[任务要求]
• A. 请把原文中的一段重新打一遍，从含有“编译原理——Tiny词法分析器c++实现”的那几个字开始，到“说把回车换行符当作一个字符。”为止，一字不改。
• B. 按照原文的说法，fgetc()读到'\r'或'\n'中的任意一个时会返回什么？

[原文展示]
******************************

编译原理——Tiny词法分析器c++实现

Tiny语言和c-相比更为简单,在实现的时候,对文本的读取,发现回车换行是一个头疼的问题,fgetc()函数和fseek()函数并不是一一对应的。fseek()会回车换行算两个字符,而fgetc()读到’\r’或’\n’其中一个都会返回’\n’,也就是说把回车换行符当作一个字符。

代码如下:

#include <iostream>
#include <stdio.h>
#include <stdlib.h>
#include <string.h>
#define sfName "source.tiny"
#define tfName "target.tiny"
using namespace std;
FILE *source;
FILE *target;
int sequence=0; //目标文件序号
int s[5]={0}; //保存token类型的状态
char str[200]=""; //保存需要返回的字符串
char op[10]={'+','-','*','/',':','=','<',';','(',')'};
char line[200]="" //保存一行字符
char *resw[]={"if","then","else","end","repeat","until","read","write"};
char *token[]={"ID","NUM","RESW","OP","ERROR","COM"};
typedef enum{ID=0,NUM,RESW,OP,ERROR,COM}TokenType;

void clearState()
{
    memset(s,0,sizeof(s));
    memset(str,'\0',sizeof(str));
}

void printStr(TokenType t)
{
    if(t==5)
    {
        fprintf(target,"%d:%s\n",sequence,str);
    }else
    fprintf(target,"%d:<%s,%s>\n",sequence,token[t],str);
    sequence++;
}

void comment(char ch,int i)
{
    bool isExit = false;
    int count =0;
    while(!feof(source))
    {
        switch( s[i] )
        {
            case 0:
            if(ch=='{')
            {
                s[i]=1;
                str[count]=ch;
                count++;
            }
            break;
            case 1:
            if(ch=='}')
            {
                s[i]=2;
                isExit = true;
                str[count]=ch;
                printStr(COM);
            }else
            {
                s[i]=1;
                str[count]=ch;
                count++;
            }
            break;
            default:cout<<"data error\n";
        }
        if(isExit) return;
        ch = fgetc(source);
    }
}

void digit(char ch,int i)

******************************

[相关资料]
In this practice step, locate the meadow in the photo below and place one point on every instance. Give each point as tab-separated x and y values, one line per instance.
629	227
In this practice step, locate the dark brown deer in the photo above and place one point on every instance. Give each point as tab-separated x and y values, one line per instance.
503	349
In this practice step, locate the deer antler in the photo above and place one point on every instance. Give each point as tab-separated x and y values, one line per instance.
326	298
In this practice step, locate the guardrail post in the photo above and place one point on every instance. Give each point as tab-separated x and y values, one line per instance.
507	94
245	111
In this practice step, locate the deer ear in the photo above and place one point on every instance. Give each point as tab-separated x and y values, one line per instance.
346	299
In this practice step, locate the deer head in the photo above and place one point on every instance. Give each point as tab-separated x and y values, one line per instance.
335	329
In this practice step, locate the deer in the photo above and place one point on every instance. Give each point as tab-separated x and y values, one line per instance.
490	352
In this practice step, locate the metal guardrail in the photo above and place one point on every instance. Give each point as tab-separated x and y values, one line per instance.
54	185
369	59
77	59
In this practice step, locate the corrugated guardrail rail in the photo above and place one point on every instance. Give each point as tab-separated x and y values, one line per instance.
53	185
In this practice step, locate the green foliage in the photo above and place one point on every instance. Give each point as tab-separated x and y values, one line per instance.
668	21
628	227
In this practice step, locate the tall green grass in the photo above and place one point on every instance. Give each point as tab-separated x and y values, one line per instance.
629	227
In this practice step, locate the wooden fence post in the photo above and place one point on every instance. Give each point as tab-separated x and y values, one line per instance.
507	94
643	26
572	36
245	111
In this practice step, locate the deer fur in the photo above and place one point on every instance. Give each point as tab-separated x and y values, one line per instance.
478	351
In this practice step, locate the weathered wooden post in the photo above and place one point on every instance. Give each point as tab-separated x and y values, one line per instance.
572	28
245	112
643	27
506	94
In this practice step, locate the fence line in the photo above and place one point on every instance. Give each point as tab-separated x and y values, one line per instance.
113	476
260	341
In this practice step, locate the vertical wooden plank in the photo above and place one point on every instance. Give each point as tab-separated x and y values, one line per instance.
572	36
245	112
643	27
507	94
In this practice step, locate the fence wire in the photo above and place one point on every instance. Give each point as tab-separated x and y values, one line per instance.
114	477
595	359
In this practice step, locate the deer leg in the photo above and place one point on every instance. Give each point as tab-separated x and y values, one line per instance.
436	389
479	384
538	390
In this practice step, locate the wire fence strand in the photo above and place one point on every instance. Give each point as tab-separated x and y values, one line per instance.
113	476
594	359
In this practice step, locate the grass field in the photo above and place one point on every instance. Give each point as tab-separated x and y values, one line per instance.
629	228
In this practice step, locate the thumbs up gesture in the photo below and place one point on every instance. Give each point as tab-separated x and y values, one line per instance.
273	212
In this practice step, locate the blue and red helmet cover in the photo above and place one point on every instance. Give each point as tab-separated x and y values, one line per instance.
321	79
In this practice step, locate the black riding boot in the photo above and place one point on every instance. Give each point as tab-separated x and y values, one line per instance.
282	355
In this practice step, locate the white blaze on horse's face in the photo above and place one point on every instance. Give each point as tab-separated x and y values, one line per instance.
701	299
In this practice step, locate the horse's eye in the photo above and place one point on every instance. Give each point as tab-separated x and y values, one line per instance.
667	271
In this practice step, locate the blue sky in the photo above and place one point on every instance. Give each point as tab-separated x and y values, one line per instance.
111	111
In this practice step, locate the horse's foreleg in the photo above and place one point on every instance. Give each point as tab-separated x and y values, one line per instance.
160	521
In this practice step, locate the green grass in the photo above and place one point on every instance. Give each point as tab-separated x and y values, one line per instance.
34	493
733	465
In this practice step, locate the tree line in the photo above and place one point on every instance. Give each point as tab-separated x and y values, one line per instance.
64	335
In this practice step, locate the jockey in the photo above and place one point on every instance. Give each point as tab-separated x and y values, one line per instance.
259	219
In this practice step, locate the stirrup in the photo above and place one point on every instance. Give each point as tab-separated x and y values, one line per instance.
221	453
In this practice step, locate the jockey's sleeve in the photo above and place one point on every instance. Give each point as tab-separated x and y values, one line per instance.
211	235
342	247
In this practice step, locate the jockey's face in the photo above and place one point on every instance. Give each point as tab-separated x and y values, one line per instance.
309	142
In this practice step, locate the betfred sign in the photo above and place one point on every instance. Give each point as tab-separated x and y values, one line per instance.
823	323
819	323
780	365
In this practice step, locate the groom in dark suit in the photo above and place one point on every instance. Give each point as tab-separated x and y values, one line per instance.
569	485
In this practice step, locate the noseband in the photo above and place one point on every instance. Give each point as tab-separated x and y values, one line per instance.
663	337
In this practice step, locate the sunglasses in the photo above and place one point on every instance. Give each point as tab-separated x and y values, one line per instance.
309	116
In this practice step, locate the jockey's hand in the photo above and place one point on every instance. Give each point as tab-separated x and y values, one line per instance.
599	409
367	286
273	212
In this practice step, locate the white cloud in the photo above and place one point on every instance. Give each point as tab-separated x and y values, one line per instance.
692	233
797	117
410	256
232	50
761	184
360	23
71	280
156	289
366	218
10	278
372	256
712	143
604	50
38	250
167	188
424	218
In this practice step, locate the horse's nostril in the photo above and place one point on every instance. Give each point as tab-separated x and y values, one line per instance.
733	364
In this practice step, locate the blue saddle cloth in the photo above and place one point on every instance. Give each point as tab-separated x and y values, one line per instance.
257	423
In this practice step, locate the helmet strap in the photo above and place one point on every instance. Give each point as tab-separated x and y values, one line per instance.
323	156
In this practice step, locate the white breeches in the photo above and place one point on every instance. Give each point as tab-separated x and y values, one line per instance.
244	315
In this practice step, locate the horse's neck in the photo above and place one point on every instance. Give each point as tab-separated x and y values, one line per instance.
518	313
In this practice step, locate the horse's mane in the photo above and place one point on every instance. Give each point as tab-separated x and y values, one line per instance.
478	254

******************************

[作答内容]
• A.
编译原理——Tiny词法分析器c++实现

Tiny语言和c-相比更为简单,在实现的时候,对文本的读取,发现回车换行是一个头疼的问题,fgetc()函数和fseek()函数并不是一一对应的。fseek()会回车换行算两个字符,而fgetc()读到’\r’或’\n’其中一个都会返回’\n’,也就是说把回车换行符当作一个字符。

• B. 都会返回'\n'，也就是把回车换行符当作一个字符。